* ASSIGNED TASK *
Count the lines below in which "crowd" appears, then give that number by itself.

* SOURCE DATA *
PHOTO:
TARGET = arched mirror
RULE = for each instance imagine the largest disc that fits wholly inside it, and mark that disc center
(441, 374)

* * *

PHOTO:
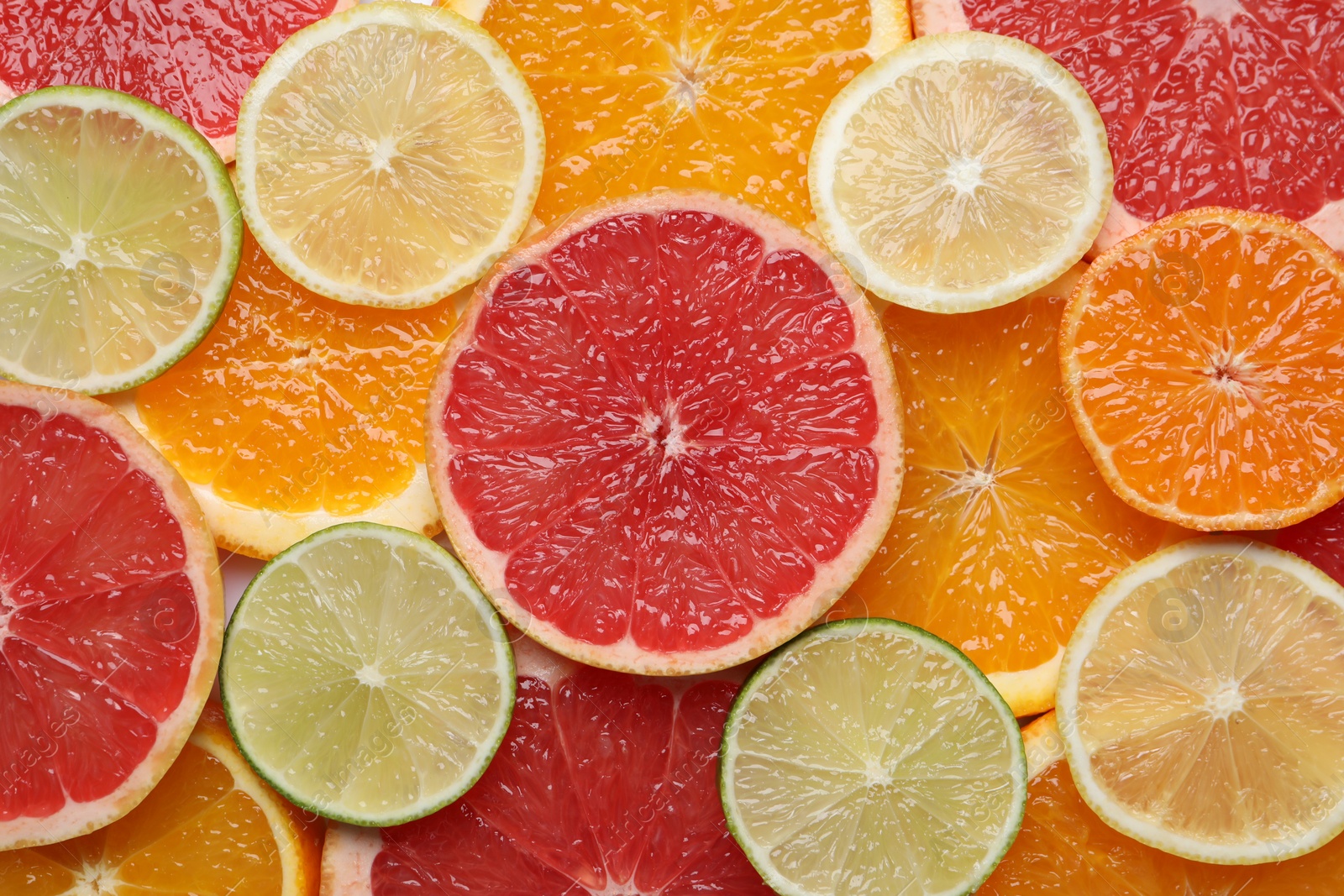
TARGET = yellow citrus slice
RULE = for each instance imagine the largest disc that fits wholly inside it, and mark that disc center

--

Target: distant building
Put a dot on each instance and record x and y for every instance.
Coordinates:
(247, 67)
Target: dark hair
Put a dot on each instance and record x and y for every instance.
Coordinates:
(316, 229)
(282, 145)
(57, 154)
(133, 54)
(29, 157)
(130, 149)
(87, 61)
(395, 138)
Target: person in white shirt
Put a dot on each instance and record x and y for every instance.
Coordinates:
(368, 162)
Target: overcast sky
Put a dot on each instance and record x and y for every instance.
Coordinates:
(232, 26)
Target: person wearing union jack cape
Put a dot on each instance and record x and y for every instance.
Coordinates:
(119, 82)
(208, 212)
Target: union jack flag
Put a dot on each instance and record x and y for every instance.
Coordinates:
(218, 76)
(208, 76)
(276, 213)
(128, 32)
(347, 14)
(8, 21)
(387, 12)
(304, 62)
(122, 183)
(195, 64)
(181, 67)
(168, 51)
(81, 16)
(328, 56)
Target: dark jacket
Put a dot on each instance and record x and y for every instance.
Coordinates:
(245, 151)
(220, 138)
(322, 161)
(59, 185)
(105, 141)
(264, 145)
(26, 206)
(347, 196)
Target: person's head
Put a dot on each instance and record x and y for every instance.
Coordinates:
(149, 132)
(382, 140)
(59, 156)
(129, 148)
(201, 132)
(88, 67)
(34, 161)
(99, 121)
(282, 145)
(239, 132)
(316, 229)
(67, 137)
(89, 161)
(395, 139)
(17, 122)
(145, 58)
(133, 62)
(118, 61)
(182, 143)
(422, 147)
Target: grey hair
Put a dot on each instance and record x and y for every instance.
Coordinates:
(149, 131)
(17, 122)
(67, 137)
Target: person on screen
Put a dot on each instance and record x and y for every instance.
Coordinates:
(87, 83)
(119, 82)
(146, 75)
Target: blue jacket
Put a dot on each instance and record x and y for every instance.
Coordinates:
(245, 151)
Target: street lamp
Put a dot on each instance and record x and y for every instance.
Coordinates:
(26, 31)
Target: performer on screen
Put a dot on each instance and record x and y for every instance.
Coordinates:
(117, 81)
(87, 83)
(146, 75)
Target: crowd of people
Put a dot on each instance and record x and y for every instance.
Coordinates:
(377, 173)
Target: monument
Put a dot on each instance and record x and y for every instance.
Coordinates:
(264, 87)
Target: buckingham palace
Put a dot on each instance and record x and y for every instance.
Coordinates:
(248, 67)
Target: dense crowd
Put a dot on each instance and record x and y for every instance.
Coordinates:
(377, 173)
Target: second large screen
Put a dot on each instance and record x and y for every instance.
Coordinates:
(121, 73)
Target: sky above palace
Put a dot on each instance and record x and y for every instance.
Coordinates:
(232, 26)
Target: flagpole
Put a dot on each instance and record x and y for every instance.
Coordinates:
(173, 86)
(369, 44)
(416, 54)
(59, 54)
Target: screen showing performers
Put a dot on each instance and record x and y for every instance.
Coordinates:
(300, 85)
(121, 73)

* ANSWER TO THE EXERCISE *
2